*Passage for review*
He arrived two weeks after his due date, by induction, and he was not impressed, yelling his way out into the world. He was a big baby – at birth he looked like he was three months old, pushing toward 10 pounds. The nurse cleaned him up, wrapped him in a little blanket, and put him in my arms. Eyes in a little round face squinted at me.
I fell in love.
At seven months, sitting between us in his car seat, he tried to take control of the steering wheel. We were on the interstate.
He walked at nine months. He walked for exactly one day. Then he ran and didn’t stop.
At two, he climbed into the car in the garage, keys in hand. He considered himself an adult, so why shouldn’t he drive the car?
He was four, perhaps five, when I noticed something odd about the training wheels on his bike. He wasn’t using them. I took them off, and off he went. When his mother saw him, she burst into tears.
For the elderly neighbor across the street, he was her Jeopardy partner. They’d watch the television show together, and she’d give him snacks.
Early one Saturday morning, we heard the television set on. I stumbled into the den to see what was up, and there he was, watching a golf game on television. Golf. He was five.

*What you will do*
**1)** Answer these questions about the passage on the boy's early years.
(a) At what age did he start walking?
(b) What did he try to do at seven months while riding on the interstate?
(c) Who was his Jeopardy partner?
**2)** Write a continuation of the passage on the boy's early years, picking up after its final sentence.

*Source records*
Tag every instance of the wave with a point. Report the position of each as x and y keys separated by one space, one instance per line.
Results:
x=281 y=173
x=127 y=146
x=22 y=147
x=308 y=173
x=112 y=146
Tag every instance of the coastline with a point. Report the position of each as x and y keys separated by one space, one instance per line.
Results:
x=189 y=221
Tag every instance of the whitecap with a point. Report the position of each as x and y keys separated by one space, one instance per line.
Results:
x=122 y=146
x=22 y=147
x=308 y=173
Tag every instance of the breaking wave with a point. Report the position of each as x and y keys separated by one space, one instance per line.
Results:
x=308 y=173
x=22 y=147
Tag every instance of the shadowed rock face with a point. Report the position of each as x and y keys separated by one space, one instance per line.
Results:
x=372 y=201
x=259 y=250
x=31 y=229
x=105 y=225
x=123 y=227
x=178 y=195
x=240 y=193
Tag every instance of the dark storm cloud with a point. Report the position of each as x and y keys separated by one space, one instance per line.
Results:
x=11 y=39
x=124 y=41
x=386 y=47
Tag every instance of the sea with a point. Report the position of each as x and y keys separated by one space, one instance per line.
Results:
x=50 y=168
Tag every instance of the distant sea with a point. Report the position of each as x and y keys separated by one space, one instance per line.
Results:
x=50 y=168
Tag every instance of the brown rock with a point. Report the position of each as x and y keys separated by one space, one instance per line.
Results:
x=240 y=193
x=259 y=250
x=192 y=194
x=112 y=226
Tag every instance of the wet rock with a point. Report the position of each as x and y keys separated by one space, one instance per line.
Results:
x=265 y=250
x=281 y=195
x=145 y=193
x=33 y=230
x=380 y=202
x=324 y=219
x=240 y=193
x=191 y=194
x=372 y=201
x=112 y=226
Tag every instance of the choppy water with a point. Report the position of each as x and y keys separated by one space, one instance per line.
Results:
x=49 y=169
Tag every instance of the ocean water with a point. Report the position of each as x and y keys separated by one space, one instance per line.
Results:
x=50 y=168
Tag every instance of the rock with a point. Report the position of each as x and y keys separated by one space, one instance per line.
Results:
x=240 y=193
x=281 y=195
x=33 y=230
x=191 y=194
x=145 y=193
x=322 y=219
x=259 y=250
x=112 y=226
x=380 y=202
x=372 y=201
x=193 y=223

*Response list*
**1)**
(a) Nine months.
(b) He tried to take control of the steering wheel.
(c) The elderly neighbor across the street.

**2)**
And then time begins to run together. I’m not sure what happened, but a lot of time passed between the little boy singing at the top of his lungs for a church Christmas program and a white stretch limousine pulling into the driveway for the senior prom. In between were hundreds if not thousands of soccer games, basketball games, baseball games, and any other kind of game with a ball.
Like that 1987 World Series game, Cardinals and the Twins playing game 5 in Old Busch Stadium. We were there. He explained the game to me.
College, and then his first job, working for a minor league baseball team. And then the jump to Arizona. Watching him load the U-Haul truck. Watching him drive away.
Even good things for your children can be hard.
And then he finds Stephanie in Phoenix. We fly out one Christmas to meet her and her family. She was scared to death. Turns out he had told her all kinds of stories about his mother.
Almost two years later, we flew out again to Phoenix. For their wedding.
And then my St. Louis boy figured out a way to get back to St. Louis. With a pregnant wife in tow.
And then the night they go to the hospital for Cameron’s induction (there must be something in the genes). He falls, hits his head, and I rush to the hospital at one in the morning. He’s not delirious, but he’s disoriented. The x-rays come in. Blood on the skull. The next day, Stephanie’s in labor, and he’s having brain surgery.
It all ends well. Cameron’s born. Two years later, Caden’s born. For Caden’s birth, he wears a bicycle helmet.
He, and his brother Andrew, have taught me two things about fatherhood.
The first thing: Once you become a father, you never stop being a father. How you’re a father changes, but you never stop being a father.
And the second this is, you don’t want to stop.
Happy birthday, Travis Young.
Photograph: Stephanie and Travis Young, with Caden obviously enjoying himself and Cameron standing quietly, with a friend's new baby.